### Task brief
Repeat the entries exactly. Leave nothing out.

[Exercise inputs — start]

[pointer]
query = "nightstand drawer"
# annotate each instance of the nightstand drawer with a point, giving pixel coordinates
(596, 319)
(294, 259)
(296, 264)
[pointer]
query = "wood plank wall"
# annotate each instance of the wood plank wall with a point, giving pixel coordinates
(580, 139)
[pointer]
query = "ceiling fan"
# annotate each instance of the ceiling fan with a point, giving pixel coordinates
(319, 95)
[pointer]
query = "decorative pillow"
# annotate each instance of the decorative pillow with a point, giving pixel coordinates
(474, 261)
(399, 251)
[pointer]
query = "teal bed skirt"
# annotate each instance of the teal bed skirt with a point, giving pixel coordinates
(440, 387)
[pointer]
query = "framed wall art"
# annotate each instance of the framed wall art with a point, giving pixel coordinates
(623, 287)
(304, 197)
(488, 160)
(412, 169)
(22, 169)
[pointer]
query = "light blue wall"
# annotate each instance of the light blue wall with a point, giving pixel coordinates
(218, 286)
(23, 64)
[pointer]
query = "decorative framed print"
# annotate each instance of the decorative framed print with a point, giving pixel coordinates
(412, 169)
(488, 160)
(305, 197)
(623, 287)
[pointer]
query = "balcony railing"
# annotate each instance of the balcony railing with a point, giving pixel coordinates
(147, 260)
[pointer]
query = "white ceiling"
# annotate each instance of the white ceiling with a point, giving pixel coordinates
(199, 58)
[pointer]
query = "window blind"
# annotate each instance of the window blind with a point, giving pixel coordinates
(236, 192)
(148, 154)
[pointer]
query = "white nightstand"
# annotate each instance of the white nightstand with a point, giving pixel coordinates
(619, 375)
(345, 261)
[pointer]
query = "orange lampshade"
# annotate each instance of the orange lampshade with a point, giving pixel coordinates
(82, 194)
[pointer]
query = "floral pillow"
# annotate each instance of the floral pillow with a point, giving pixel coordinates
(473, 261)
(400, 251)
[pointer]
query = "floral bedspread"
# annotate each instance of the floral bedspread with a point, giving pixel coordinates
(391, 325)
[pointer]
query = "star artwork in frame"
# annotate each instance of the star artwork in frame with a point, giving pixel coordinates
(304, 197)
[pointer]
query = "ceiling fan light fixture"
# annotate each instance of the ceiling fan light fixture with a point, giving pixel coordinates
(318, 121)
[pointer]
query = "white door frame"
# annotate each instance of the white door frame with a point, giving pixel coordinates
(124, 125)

[Exercise inputs — finish]

### Written answer
[pointer]
query = "nightstand drawer"
# annotate each instance of the nightstand drawer with a point, giving pixel coordinates
(596, 319)
(294, 259)
(296, 264)
[pointer]
query = "wood plank wall"
# annotate each instance of the wood plank wall with a point, giving pixel coordinates
(580, 139)
[pointer]
query = "ceiling fan"
# annotate each instance of the ceiling fan with a point, giving pixel coordinates
(319, 95)
[pointer]
query = "decorative pillow"
# annotate each instance of the decorative pillow with a point, giving pixel coordinates
(474, 261)
(399, 251)
[pointer]
query = "teal bed skirt"
# annotate each instance of the teal bed skirt with a point, giving pixel coordinates
(440, 387)
[pointer]
query = "framed wall art"
# annotate each instance of the framed wall art with a point, giving pixel coordinates
(623, 287)
(304, 197)
(488, 160)
(412, 169)
(22, 169)
[pointer]
query = "light blue wall"
# annotate each instance of the light blue wall with a point, giving pixel coordinates
(218, 286)
(23, 64)
[pointer]
query = "decorative framed print"
# annotate each instance of the decorative framed print with a point, giving pixel coordinates
(412, 169)
(488, 160)
(305, 197)
(623, 287)
[pointer]
query = "balcony railing"
# annotate each instance of the balcony railing with a point, giving pixel coordinates
(147, 260)
[pointer]
query = "white ceiling"
# annotate each instance of the white ceiling with a point, giving pixel coordinates
(199, 58)
[pointer]
query = "window blind"
# annotate each instance of the window blind with a point, giving pixel coordinates
(236, 192)
(148, 154)
[pointer]
query = "white nightstand"
# annotate each instance of the white nightstand with a point, giving pixel coordinates
(619, 375)
(345, 261)
[pointer]
query = "orange lampshade"
# annotate each instance of the orange lampshade with a point, giving pixel coordinates
(82, 194)
[pointer]
query = "floral pillow"
# annotate each instance of the floral pillow with a point, giving pixel coordinates
(473, 261)
(400, 251)
[pointer]
query = "floral bedspread"
# annotate each instance of the floral bedspread with a point, giving pixel coordinates
(391, 325)
[pointer]
query = "star artwork in frame"
# annotate each instance of the star artwork in frame with a point, giving pixel coordinates
(304, 197)
[pointer]
query = "ceiling fan light fixture"
# annotate each instance of the ceiling fan light fixture with a point, giving pixel coordinates
(318, 121)
[pointer]
query = "white door frame"
# annotate each instance of the white door frame with a point, giving pixel coordinates
(124, 125)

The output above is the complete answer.